Dataset excerpt
....................

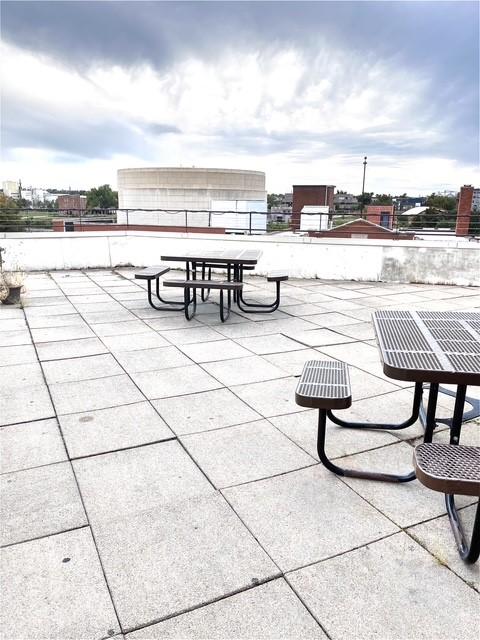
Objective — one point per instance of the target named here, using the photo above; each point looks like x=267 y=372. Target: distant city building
x=362 y=229
x=466 y=203
x=345 y=202
x=403 y=203
x=476 y=201
x=380 y=214
x=34 y=195
x=72 y=201
x=11 y=188
x=321 y=195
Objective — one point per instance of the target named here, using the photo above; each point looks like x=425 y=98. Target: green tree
x=102 y=198
x=11 y=219
x=447 y=203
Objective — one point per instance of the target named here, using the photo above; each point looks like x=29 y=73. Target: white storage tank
x=192 y=189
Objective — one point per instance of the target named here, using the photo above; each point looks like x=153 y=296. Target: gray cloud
x=26 y=125
x=438 y=39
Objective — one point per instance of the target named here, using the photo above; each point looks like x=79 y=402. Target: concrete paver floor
x=159 y=481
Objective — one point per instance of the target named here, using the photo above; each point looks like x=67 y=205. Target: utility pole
x=363 y=184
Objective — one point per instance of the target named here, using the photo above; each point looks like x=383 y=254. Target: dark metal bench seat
x=452 y=469
x=325 y=385
x=154 y=273
x=253 y=307
x=190 y=288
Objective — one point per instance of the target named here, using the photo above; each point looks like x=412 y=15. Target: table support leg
x=468 y=553
x=417 y=400
x=351 y=473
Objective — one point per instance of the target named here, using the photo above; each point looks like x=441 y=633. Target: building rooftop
x=158 y=479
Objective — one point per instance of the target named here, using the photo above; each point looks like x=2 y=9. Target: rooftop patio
x=158 y=479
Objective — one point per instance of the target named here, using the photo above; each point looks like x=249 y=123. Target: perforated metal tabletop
x=430 y=346
x=228 y=256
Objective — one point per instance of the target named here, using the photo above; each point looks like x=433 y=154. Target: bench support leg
x=468 y=553
x=417 y=399
x=178 y=306
x=351 y=473
x=190 y=301
x=224 y=316
x=250 y=307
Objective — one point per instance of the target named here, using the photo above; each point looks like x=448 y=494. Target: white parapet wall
x=434 y=262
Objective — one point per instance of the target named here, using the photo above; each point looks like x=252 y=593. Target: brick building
x=464 y=210
x=381 y=214
x=72 y=202
x=311 y=195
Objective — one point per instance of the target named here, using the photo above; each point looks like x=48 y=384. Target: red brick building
x=317 y=195
x=361 y=229
x=381 y=214
x=72 y=202
x=464 y=210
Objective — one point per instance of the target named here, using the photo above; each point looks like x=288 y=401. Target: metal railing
x=248 y=223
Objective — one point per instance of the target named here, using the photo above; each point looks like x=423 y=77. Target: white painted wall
x=432 y=262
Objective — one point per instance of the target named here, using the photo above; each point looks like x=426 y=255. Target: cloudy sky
x=300 y=90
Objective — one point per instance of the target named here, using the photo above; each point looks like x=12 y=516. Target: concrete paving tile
x=306 y=516
x=270 y=398
x=243 y=370
x=106 y=317
x=87 y=395
x=166 y=560
x=300 y=310
x=152 y=359
x=38 y=502
x=54 y=334
x=214 y=351
x=8 y=313
x=130 y=327
x=174 y=382
x=50 y=301
x=21 y=375
x=14 y=324
x=332 y=319
x=400 y=575
x=404 y=503
x=15 y=337
x=191 y=336
x=244 y=453
x=318 y=337
x=204 y=411
x=302 y=428
x=360 y=331
x=269 y=611
x=123 y=483
x=54 y=588
x=76 y=369
x=275 y=343
x=30 y=444
x=70 y=349
x=65 y=308
x=104 y=430
x=292 y=362
x=24 y=404
x=437 y=537
x=137 y=342
x=48 y=322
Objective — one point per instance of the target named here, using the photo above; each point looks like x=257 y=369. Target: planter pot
x=13 y=296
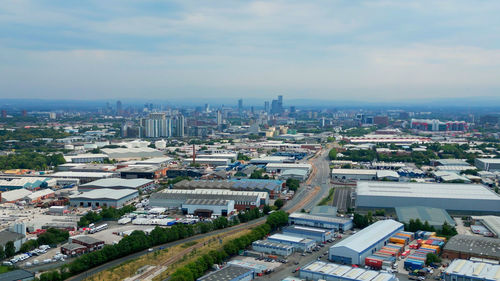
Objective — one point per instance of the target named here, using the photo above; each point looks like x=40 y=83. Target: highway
x=305 y=198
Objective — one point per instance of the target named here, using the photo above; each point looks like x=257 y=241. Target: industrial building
x=116 y=183
x=243 y=200
x=355 y=248
x=467 y=246
x=229 y=273
x=86 y=158
x=317 y=234
x=466 y=270
x=331 y=223
x=434 y=216
x=488 y=164
x=105 y=197
x=463 y=198
x=282 y=167
x=272 y=248
x=300 y=244
x=208 y=207
x=319 y=270
x=83 y=177
x=492 y=223
x=273 y=187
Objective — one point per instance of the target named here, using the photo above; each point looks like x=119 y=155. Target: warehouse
x=116 y=183
x=273 y=187
x=463 y=198
x=208 y=161
x=86 y=158
x=488 y=164
x=316 y=234
x=14 y=195
x=354 y=174
x=272 y=248
x=208 y=207
x=434 y=216
x=318 y=270
x=465 y=270
x=467 y=246
x=282 y=167
x=84 y=177
x=300 y=244
x=331 y=223
x=105 y=197
x=492 y=223
x=243 y=200
x=355 y=248
x=229 y=273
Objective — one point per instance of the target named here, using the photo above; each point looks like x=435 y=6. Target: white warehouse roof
x=369 y=235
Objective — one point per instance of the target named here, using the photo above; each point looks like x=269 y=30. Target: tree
x=279 y=203
x=10 y=249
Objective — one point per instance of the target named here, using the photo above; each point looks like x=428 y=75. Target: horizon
x=386 y=52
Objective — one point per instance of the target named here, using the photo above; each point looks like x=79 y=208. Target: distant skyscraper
x=119 y=110
x=240 y=105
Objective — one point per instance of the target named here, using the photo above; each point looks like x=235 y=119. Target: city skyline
x=368 y=51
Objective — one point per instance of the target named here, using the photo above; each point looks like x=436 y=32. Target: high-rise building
x=119 y=110
x=157 y=126
x=179 y=126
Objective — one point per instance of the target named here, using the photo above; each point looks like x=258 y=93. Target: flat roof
x=368 y=236
x=476 y=245
x=425 y=190
x=112 y=182
x=319 y=218
x=104 y=193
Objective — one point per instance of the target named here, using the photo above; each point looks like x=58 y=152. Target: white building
x=354 y=249
x=451 y=197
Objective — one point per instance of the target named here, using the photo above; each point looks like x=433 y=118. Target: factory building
x=116 y=183
x=488 y=164
x=326 y=222
x=299 y=244
x=243 y=200
x=208 y=207
x=273 y=187
x=318 y=270
x=355 y=248
x=463 y=198
x=467 y=246
x=316 y=234
x=105 y=197
x=86 y=158
x=272 y=248
x=465 y=270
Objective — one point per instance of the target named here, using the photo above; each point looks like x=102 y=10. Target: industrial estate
x=249 y=193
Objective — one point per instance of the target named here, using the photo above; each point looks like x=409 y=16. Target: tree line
x=197 y=268
x=138 y=241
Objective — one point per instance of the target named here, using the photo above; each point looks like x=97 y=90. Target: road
x=305 y=198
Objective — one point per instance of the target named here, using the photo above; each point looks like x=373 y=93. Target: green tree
x=10 y=250
x=279 y=203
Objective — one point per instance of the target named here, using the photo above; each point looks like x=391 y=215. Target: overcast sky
x=350 y=50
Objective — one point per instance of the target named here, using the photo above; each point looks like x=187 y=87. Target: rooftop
x=477 y=245
x=104 y=193
x=425 y=190
x=368 y=236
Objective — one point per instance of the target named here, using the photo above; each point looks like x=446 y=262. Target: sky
x=199 y=50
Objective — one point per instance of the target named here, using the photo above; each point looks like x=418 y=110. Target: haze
x=358 y=50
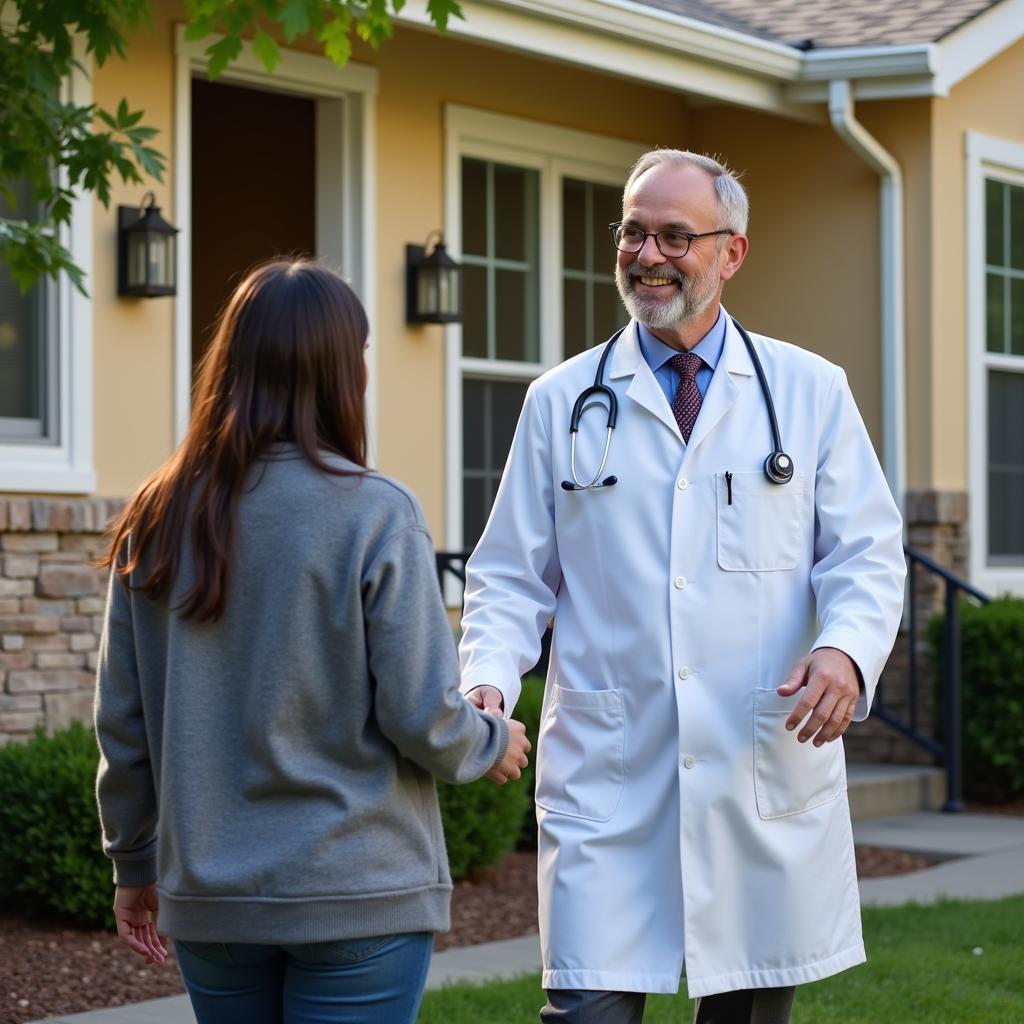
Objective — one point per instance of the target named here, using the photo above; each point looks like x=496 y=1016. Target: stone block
x=18 y=514
x=62 y=709
x=20 y=566
x=29 y=624
x=83 y=544
x=29 y=543
x=16 y=588
x=15 y=659
x=68 y=581
x=24 y=701
x=58 y=659
x=42 y=606
x=58 y=641
x=19 y=721
x=77 y=624
x=47 y=680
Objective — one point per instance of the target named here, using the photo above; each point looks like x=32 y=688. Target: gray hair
x=732 y=201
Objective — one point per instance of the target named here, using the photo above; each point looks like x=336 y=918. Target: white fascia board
x=854 y=62
x=633 y=43
x=977 y=42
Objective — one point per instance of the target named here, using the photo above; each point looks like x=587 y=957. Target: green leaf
x=266 y=49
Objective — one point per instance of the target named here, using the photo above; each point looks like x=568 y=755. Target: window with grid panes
x=1005 y=343
x=592 y=310
x=28 y=331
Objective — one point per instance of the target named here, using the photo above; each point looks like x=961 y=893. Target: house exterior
x=882 y=144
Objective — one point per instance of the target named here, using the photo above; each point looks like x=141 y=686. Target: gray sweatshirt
x=272 y=771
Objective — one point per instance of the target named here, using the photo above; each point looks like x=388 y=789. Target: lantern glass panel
x=136 y=259
x=427 y=292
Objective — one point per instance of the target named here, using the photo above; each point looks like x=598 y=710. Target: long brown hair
x=286 y=364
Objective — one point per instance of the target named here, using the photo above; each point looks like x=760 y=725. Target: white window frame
x=987 y=157
x=62 y=464
x=346 y=182
x=555 y=153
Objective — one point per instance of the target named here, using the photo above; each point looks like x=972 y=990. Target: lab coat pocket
x=580 y=770
x=790 y=776
x=761 y=525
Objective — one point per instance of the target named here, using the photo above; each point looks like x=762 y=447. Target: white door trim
x=346 y=205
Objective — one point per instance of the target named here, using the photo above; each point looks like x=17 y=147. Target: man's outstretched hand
x=832 y=686
x=488 y=698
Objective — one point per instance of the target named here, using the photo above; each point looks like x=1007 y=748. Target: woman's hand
x=135 y=913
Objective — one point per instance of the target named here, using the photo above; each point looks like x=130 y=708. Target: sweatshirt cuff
x=136 y=872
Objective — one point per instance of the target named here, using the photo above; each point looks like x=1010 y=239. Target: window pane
x=474 y=207
x=994 y=303
x=515 y=213
x=1017 y=315
x=516 y=315
x=1006 y=466
x=606 y=208
x=1016 y=227
x=609 y=313
x=994 y=254
x=574 y=316
x=475 y=507
x=25 y=330
x=474 y=310
x=573 y=224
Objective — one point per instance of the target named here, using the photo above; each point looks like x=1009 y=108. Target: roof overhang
x=711 y=64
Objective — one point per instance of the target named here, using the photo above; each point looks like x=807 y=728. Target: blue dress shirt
x=657 y=353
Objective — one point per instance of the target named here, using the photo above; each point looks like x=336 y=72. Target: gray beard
x=689 y=303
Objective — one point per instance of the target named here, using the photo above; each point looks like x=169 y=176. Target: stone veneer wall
x=937 y=523
x=51 y=604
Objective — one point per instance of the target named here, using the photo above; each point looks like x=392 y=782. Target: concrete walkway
x=975 y=857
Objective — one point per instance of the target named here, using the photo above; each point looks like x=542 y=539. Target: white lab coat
x=678 y=818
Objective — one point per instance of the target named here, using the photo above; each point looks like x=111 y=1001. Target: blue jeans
x=358 y=981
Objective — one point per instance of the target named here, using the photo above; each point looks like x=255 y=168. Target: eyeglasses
x=671 y=242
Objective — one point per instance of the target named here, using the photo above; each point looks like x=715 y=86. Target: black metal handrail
x=948 y=752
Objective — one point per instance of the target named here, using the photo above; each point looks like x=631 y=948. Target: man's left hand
x=830 y=684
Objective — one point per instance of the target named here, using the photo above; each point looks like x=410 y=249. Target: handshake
x=488 y=698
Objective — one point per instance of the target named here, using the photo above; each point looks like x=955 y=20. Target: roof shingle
x=829 y=23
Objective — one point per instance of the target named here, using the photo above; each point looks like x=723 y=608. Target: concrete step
x=880 y=791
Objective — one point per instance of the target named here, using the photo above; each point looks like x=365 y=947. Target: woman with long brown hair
x=278 y=684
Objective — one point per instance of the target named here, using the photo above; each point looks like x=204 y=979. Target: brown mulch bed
x=47 y=968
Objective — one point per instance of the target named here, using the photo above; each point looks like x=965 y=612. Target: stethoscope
x=778 y=466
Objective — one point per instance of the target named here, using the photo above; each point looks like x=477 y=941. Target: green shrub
x=992 y=641
x=50 y=857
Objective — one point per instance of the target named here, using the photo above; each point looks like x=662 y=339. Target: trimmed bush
x=992 y=640
x=50 y=858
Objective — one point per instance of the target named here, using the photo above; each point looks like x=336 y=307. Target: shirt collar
x=656 y=352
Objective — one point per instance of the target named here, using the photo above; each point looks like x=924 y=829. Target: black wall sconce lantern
x=145 y=251
x=433 y=285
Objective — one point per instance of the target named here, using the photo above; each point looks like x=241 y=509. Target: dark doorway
x=253 y=189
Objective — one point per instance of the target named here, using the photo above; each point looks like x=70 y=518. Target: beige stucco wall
x=987 y=101
x=133 y=338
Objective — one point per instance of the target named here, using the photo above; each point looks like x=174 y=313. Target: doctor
x=715 y=633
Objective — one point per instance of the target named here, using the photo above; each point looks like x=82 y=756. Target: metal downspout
x=893 y=340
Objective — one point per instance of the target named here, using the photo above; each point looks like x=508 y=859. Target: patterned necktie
x=686 y=402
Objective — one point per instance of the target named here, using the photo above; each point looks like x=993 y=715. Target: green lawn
x=923 y=969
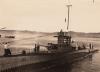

....................

> **INSTRUCTION**
Please identify every line in the records above that contains the word "coat" and copy each of those lines.

> **ANSWER TO THIS EXERCISE**
Objective — one point per instance of the target named here, using the photo above; each point looks like x=972 y=990. Target: lab coat pocket
Objective — one point per instance of the target named here, using the photo above; each point looks like x=542 y=539. Target: white lab coat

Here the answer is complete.